WORK REQUIRED
According to the forum thread about leftover mealworms, how much does a full silkworm breeding kit cost?

SOURCE DOCUMENT
--- Begin ---

# ugh!



## Bev (Sep 7, 2005)

what can i do with my mealworms once the spare ones have turned into beetles, theyre gross but kind interesting.

see i got a small tub of em to try with my leo's and they didnt really like em much, they will eat a few as well as their crix but not loads, so now most of the mealies have/are turning into beetles so i dunno what to do with them. any ideas?


----------



## nicky (Jul 13, 2005)

its waxworms or silkworms they seem to love bev, waxworms should be just a treat as they dont really have any nutritional value just fattning but silkworms have a greater nutritional value then cricks and are nice and soft for them....


----------



## Bev (Sep 7, 2005)

i got waxies too to try and they werent interested, they did eat some mealies the other day tho, my waxies are now turning into gross moths too lol.


----------



## Andyman (May 16, 2005)

We used to freeze them all in the freezer, then hand them over to the vet for disposal, but that was a colege policy, maybe you could freeze them and throw them in the bin !


----------



## reps4pets (Feb 23, 2005)

most reptiles or inverebrates wont eat the mealworm beatles,you can always keep them in bran with a bit of fresh veg a day and that way you will breed your own mealworms out of the adults,but for what it costs to buy a tub here and there it might not be worth it.
other than that you could always tip the bugs in someones bed you dont like :lol:


----------



## vamp woman (May 5, 2005)

oh my god, bed bugs :lol: eewwwwwww


----------



## dracowoman2 (Nov 6, 2005)

My BD's don't like the waxies much either, they will have a nibble, and then spit them out and give me a dirty look :lol: 

They love the silkies, but the number they can consume it would cost me a fortune to feed them purely on silkies, although I would prefer to do this. I might get a kit and have a go at breeding my own silkies, that way Ethan can have his own little project as well (he's only 5) A full kit is £50 and apparently you can then breed on from the eggs supplied, it comes will full instructions and apparently a Mullbery bush as well for the feeding. I'm going to investigate a little further first though.


----------

--- End ---

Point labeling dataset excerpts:
--- Begin ---

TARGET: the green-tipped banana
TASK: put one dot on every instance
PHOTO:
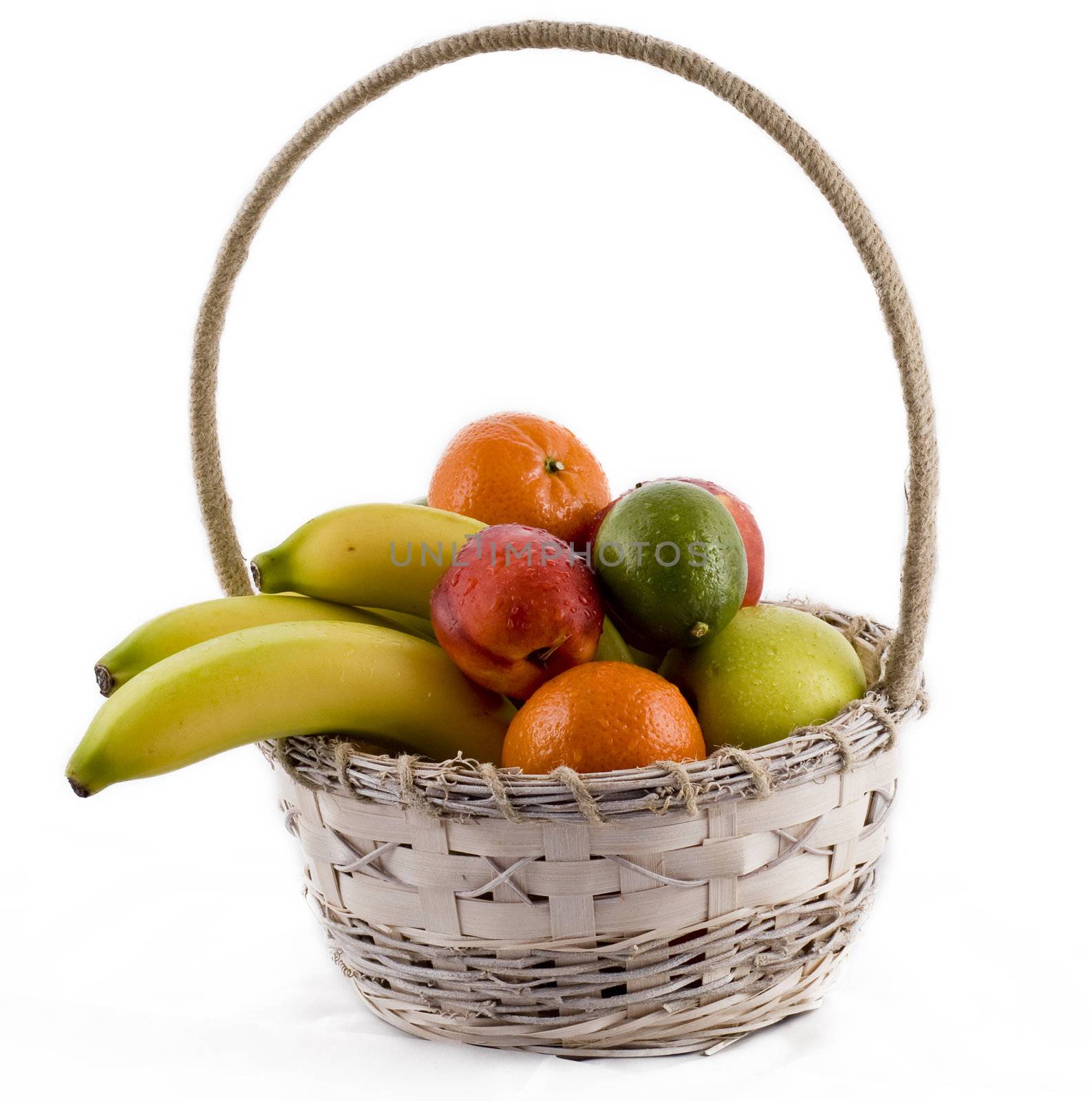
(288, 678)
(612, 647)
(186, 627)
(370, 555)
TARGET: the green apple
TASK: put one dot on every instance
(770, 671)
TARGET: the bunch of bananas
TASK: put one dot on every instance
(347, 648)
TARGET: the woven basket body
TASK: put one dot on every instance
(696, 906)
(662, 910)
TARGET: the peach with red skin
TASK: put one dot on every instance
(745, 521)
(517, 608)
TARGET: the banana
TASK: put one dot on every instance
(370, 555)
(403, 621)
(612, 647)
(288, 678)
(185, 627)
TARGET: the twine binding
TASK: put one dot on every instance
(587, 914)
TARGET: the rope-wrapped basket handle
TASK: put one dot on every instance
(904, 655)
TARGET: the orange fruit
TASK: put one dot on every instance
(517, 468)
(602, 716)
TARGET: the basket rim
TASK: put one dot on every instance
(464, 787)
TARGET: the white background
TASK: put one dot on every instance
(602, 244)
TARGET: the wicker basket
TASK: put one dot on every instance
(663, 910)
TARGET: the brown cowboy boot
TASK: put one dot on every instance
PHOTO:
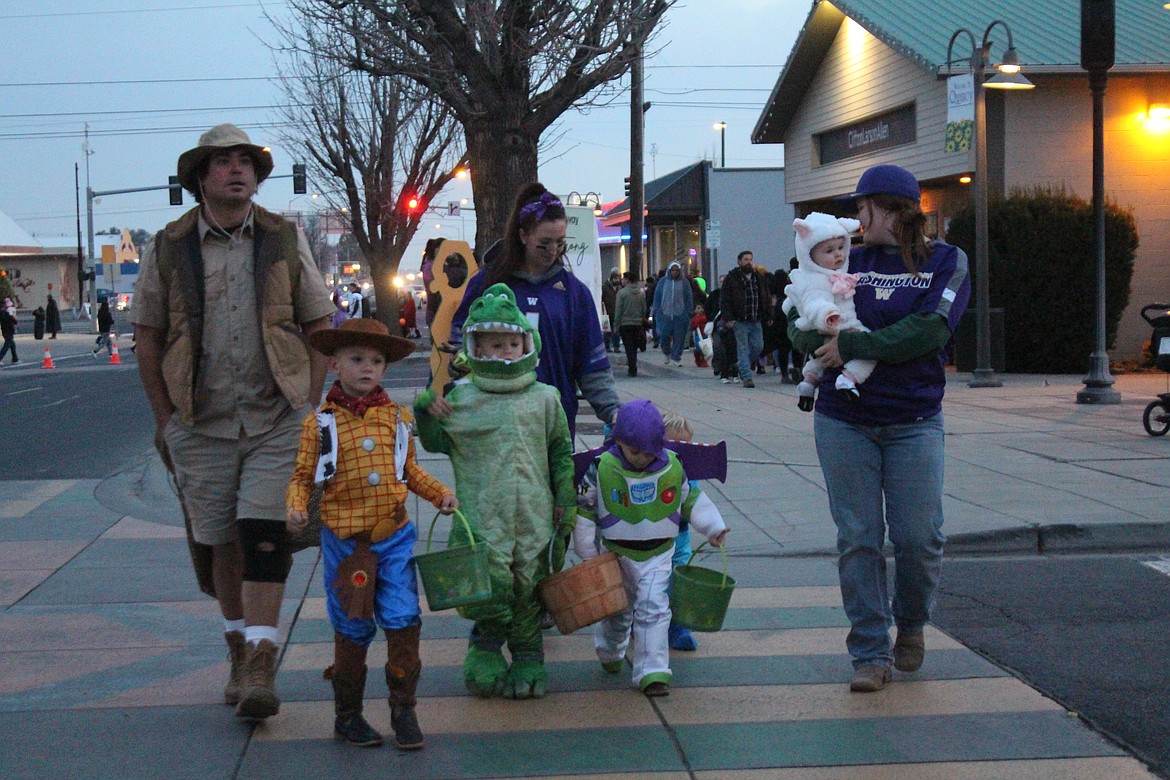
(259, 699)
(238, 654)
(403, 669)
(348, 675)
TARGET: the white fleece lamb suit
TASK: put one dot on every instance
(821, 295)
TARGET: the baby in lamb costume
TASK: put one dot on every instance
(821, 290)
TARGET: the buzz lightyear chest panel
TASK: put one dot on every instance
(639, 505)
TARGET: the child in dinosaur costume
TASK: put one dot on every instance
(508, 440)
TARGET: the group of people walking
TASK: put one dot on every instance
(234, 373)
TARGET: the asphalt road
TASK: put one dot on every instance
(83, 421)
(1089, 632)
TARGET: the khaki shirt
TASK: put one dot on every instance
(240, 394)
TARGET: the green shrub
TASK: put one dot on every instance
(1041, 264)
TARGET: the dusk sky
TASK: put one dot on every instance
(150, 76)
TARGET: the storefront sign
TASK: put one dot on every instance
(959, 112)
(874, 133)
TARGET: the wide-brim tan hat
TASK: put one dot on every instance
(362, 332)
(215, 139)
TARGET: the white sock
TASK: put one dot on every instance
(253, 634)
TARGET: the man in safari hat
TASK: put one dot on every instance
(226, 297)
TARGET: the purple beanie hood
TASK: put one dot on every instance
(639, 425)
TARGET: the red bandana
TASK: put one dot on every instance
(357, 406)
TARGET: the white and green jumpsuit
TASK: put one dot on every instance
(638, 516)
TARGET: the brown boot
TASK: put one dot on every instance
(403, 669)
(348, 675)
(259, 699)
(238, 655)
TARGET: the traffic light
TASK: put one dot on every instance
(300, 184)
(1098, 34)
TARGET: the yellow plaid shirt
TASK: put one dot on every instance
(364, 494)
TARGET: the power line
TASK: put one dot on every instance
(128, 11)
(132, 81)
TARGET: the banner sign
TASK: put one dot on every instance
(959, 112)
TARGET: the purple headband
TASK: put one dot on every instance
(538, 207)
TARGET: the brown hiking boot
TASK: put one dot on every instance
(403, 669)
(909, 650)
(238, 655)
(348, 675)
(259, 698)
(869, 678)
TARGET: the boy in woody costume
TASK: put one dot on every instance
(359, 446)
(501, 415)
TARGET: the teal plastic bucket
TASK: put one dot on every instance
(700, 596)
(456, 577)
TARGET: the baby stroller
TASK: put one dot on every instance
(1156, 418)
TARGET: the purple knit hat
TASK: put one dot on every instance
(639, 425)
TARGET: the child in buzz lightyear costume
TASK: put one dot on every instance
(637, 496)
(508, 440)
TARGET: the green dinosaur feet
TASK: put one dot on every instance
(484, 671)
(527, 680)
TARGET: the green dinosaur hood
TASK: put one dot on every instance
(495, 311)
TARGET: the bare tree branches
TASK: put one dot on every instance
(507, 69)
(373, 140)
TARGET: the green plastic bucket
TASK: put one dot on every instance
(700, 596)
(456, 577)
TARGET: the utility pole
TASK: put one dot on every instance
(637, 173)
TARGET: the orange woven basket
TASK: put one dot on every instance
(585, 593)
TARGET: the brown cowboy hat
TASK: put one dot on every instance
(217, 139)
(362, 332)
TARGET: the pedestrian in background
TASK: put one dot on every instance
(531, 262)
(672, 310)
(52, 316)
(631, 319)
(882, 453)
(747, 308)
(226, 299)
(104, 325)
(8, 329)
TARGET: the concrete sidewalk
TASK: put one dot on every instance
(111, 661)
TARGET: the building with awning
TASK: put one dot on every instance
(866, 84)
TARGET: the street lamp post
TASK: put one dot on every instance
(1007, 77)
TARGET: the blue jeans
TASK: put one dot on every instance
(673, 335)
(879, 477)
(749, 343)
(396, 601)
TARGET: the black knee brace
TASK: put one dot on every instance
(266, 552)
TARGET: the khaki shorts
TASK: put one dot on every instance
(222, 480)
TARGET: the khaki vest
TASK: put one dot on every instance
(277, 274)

--- End ---
--- Begin ---

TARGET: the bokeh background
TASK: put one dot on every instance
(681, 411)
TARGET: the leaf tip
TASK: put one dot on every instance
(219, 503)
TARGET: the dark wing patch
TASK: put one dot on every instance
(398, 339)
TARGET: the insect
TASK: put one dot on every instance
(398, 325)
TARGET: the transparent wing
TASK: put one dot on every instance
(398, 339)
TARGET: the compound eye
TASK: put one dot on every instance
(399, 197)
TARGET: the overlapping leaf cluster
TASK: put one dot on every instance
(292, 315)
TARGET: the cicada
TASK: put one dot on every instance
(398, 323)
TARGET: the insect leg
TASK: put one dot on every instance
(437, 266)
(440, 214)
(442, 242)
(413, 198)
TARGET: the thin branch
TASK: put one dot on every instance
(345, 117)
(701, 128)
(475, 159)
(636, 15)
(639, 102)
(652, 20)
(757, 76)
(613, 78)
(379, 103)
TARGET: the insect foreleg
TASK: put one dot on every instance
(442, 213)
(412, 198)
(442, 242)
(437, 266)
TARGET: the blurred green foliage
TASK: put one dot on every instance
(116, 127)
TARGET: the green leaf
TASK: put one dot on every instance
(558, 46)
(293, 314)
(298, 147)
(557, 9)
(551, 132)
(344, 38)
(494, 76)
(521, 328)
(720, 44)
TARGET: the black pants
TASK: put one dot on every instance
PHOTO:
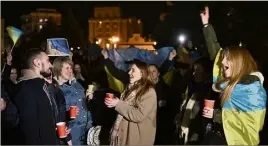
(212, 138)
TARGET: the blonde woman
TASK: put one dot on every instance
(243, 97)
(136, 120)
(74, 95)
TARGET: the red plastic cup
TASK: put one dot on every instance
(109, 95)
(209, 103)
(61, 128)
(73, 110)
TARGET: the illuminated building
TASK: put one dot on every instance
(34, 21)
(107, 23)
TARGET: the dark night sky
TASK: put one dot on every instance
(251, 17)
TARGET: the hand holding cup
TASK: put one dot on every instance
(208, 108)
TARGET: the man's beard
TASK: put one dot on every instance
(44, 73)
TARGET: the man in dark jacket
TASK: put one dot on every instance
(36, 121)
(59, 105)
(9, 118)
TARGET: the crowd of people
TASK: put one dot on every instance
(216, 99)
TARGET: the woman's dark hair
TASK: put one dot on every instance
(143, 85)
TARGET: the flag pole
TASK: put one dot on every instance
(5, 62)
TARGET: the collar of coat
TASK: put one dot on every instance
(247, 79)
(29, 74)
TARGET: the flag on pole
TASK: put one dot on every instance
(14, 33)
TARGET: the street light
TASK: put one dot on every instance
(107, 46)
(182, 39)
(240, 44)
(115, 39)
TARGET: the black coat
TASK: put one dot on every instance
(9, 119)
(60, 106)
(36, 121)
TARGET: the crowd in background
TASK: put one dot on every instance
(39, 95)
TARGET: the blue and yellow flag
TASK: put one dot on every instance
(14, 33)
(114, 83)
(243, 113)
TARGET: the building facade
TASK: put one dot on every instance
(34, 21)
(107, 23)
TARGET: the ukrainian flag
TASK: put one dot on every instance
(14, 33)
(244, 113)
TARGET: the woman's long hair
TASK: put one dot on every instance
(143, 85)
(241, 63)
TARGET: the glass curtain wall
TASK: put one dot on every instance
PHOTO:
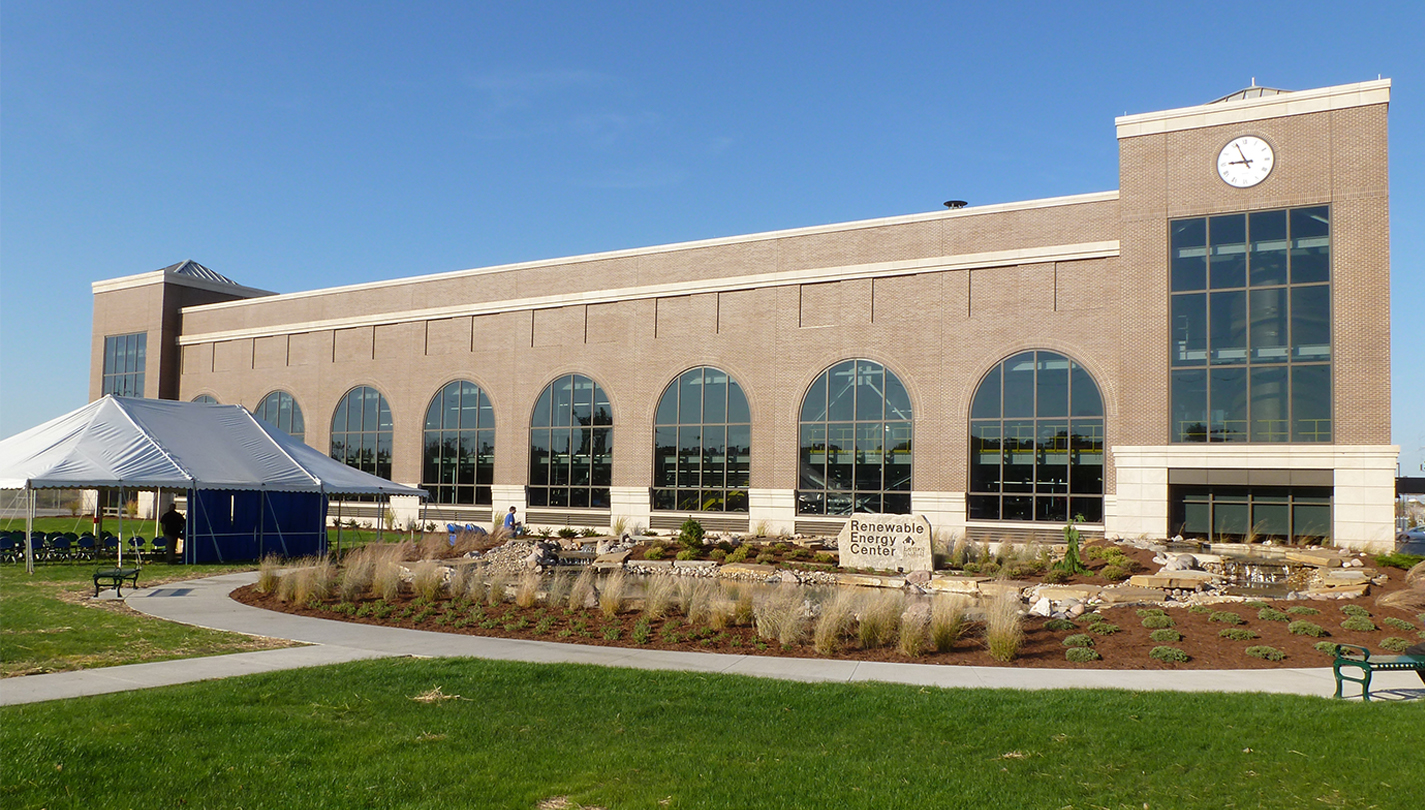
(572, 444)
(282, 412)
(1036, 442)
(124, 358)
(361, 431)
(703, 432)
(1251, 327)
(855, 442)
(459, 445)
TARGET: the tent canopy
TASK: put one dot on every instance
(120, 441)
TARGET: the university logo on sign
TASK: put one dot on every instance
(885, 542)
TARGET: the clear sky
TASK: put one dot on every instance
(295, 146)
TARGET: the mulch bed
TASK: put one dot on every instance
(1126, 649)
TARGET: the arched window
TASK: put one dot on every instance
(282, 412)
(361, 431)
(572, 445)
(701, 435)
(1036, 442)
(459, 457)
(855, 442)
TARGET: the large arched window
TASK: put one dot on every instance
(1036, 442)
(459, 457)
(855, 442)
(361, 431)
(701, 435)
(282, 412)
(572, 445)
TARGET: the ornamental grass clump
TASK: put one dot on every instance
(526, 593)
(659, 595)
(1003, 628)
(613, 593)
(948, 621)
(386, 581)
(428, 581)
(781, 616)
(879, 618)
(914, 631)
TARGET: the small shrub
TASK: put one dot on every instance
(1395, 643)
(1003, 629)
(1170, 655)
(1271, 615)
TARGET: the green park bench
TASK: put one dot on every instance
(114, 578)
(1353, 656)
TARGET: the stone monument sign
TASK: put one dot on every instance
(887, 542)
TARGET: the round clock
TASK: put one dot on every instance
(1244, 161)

--- End ---
--- Begin ---

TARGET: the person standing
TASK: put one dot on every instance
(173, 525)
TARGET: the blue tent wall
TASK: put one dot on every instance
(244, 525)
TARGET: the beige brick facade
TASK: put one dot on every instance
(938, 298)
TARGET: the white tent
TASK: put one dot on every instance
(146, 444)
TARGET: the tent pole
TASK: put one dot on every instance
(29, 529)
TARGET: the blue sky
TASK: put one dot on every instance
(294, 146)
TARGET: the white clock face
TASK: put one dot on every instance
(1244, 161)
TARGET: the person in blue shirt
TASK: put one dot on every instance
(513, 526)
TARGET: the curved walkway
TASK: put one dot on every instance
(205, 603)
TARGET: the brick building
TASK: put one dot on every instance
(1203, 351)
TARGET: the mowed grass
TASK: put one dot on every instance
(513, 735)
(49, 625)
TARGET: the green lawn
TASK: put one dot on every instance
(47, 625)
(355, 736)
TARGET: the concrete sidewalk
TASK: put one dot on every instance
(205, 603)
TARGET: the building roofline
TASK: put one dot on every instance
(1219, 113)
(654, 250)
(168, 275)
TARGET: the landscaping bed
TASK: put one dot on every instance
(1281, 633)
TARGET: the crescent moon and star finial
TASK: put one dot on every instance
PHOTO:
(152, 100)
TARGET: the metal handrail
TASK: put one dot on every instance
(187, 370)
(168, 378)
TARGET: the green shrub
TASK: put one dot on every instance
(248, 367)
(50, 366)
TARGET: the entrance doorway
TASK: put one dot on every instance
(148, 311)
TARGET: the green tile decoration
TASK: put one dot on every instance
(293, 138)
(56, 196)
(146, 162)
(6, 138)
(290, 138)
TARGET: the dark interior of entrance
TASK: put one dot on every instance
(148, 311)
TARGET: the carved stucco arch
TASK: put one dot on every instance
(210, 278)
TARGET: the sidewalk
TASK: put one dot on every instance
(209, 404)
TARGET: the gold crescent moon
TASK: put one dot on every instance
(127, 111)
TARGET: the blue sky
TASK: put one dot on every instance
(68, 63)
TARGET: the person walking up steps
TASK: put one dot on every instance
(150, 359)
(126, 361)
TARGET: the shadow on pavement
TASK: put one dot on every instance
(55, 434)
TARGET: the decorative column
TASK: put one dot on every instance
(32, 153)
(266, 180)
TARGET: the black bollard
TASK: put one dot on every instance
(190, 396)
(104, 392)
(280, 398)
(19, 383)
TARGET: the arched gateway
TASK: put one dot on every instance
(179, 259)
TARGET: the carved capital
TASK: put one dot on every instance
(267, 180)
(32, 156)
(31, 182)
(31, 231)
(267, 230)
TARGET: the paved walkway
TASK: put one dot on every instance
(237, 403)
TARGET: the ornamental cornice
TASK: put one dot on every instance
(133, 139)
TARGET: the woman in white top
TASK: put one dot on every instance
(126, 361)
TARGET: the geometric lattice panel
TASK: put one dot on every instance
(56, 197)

--- End ---

TASK RESULT
£50